Stored data entries
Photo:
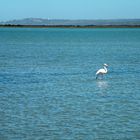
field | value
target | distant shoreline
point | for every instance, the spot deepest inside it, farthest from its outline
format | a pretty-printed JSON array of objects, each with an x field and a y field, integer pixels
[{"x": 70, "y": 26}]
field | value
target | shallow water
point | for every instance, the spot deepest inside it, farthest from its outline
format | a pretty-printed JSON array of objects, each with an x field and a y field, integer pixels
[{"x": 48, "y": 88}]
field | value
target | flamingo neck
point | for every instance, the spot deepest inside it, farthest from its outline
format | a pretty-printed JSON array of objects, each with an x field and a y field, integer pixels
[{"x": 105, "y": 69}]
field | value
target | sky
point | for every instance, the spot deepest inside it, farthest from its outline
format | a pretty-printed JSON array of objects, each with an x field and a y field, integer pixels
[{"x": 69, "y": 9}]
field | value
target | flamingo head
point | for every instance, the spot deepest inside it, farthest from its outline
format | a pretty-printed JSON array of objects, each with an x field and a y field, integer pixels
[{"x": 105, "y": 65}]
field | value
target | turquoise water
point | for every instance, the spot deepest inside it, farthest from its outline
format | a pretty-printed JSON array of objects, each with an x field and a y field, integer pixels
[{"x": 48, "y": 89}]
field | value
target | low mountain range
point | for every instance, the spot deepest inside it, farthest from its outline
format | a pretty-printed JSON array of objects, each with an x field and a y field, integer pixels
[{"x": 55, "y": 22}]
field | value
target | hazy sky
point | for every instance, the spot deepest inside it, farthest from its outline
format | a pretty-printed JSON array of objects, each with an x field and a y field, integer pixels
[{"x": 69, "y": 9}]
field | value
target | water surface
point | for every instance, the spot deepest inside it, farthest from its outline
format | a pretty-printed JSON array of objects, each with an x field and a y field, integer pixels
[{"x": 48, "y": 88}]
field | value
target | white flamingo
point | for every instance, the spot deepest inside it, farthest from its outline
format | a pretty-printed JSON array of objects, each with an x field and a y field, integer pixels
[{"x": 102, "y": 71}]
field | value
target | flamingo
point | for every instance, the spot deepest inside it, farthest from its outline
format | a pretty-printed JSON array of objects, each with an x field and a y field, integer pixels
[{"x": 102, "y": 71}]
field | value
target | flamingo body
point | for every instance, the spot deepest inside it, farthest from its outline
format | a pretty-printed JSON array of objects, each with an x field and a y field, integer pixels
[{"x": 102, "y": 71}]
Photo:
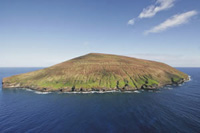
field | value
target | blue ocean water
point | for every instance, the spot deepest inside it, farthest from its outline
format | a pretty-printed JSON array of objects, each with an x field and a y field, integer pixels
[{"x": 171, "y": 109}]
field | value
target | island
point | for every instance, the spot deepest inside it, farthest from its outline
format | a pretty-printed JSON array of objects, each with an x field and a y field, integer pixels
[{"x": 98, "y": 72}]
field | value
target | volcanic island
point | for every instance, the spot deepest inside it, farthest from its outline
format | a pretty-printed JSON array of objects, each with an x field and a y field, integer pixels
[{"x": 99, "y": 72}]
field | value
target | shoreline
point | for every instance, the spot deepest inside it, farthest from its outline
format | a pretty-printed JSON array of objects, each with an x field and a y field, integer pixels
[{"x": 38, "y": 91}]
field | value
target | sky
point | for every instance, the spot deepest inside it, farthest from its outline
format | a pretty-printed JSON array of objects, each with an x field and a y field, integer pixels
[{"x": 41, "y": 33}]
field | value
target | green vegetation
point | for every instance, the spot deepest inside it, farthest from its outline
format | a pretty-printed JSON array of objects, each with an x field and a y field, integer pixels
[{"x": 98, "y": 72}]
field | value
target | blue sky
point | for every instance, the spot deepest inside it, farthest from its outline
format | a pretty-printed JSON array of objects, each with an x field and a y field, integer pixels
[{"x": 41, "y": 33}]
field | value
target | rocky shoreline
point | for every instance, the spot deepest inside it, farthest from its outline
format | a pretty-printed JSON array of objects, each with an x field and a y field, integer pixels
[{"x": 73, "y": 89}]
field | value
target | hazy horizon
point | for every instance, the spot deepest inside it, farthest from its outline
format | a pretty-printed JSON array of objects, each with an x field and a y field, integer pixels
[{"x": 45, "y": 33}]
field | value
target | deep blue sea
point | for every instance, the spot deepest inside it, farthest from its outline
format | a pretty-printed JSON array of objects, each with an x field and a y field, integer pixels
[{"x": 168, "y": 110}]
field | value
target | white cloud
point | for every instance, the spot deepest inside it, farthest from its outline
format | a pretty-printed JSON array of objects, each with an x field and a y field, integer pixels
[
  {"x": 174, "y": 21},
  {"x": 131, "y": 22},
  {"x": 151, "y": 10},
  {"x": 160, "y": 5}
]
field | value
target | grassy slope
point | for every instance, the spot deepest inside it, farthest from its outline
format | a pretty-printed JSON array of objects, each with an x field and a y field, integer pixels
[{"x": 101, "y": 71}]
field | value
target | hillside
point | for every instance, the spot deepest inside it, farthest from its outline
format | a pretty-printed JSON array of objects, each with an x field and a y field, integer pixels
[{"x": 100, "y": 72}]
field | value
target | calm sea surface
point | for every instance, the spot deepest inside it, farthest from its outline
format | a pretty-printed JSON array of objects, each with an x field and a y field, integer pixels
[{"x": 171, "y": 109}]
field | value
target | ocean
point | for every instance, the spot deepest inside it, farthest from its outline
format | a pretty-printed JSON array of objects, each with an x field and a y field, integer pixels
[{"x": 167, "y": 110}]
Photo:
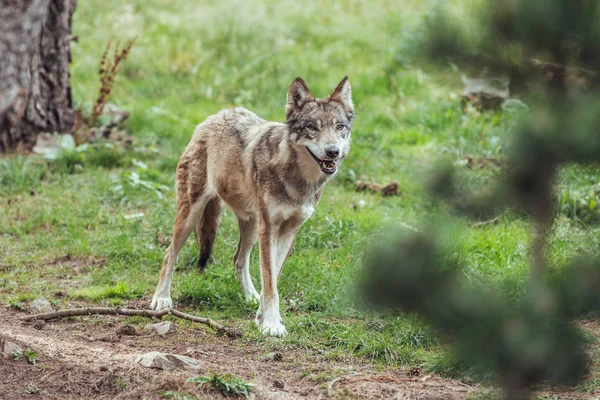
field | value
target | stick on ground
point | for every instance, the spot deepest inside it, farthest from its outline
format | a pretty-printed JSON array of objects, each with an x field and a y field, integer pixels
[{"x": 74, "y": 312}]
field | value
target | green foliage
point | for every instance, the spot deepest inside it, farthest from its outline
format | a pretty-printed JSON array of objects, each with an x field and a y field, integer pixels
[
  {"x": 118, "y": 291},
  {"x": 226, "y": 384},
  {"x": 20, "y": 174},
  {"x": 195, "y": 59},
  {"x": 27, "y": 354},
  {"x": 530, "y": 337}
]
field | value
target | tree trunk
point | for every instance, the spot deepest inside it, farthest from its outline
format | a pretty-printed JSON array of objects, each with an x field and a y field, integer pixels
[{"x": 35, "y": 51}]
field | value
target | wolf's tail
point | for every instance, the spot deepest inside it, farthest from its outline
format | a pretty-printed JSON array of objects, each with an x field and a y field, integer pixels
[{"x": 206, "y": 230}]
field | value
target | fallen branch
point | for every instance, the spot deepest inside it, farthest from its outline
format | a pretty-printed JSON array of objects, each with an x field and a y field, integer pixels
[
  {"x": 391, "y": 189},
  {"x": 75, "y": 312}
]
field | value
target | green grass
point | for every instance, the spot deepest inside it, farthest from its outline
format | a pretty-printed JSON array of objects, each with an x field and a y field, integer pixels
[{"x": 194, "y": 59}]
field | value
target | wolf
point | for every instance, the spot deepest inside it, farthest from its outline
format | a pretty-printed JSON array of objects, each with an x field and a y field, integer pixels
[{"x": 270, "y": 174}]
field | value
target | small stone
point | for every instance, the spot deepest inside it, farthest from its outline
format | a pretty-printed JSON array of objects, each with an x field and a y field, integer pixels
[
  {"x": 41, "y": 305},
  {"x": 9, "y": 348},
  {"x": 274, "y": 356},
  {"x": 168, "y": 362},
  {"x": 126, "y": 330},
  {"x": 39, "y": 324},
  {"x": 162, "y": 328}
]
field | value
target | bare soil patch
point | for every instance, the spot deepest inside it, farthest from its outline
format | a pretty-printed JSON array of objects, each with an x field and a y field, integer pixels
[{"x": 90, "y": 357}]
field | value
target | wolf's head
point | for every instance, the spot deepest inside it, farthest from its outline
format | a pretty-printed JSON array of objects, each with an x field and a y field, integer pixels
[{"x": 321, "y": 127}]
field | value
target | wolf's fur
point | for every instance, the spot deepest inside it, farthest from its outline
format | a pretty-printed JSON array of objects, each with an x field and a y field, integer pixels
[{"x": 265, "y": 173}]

--

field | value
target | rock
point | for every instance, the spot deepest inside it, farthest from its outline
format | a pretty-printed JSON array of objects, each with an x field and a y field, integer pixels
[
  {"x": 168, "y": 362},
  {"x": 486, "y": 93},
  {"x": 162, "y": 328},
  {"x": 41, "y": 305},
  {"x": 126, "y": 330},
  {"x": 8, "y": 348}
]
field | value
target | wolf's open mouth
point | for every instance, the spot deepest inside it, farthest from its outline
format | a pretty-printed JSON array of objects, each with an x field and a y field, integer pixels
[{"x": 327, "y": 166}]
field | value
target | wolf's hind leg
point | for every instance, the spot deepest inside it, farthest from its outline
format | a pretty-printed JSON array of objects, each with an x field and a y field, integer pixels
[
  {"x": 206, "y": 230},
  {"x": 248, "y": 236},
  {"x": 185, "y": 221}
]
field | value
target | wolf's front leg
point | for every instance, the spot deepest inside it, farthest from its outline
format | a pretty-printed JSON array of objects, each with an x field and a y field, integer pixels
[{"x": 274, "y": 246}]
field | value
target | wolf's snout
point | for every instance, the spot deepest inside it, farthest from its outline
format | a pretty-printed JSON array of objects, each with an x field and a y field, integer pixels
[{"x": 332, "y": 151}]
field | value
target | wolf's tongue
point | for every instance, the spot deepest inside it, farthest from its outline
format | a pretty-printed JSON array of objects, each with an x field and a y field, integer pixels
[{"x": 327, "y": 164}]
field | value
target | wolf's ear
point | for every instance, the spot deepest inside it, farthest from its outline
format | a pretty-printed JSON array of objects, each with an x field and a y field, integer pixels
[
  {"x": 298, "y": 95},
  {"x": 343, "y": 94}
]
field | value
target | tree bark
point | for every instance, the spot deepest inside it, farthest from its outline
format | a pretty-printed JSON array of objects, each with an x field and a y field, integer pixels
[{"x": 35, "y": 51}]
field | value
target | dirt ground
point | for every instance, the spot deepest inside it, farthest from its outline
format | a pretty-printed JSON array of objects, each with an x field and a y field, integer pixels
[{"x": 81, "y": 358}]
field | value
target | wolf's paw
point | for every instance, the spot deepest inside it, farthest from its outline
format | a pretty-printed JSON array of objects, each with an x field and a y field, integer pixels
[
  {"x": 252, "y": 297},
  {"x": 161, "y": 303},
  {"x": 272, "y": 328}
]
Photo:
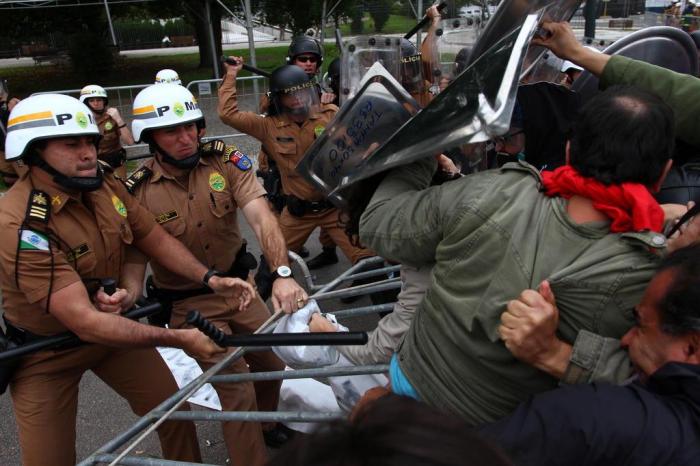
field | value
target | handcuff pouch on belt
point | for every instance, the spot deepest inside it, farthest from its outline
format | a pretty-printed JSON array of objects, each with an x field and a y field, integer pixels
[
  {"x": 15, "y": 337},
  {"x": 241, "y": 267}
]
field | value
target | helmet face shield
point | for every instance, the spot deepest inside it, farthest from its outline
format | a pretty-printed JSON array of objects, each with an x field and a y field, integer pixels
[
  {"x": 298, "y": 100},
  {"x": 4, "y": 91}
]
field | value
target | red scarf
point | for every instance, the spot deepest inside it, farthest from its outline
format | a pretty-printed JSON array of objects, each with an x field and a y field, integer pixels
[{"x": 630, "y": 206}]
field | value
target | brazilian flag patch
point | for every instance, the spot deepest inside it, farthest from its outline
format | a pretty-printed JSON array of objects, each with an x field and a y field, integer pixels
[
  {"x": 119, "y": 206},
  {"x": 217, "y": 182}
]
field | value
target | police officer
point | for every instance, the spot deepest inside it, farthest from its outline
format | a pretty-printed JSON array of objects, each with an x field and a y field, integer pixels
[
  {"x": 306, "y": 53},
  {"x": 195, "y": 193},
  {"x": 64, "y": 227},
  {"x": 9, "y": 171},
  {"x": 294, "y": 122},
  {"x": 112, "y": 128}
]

What to work on → Looking at the data above, say how many lines include the string "blue" and add nothing.

Finished task → 3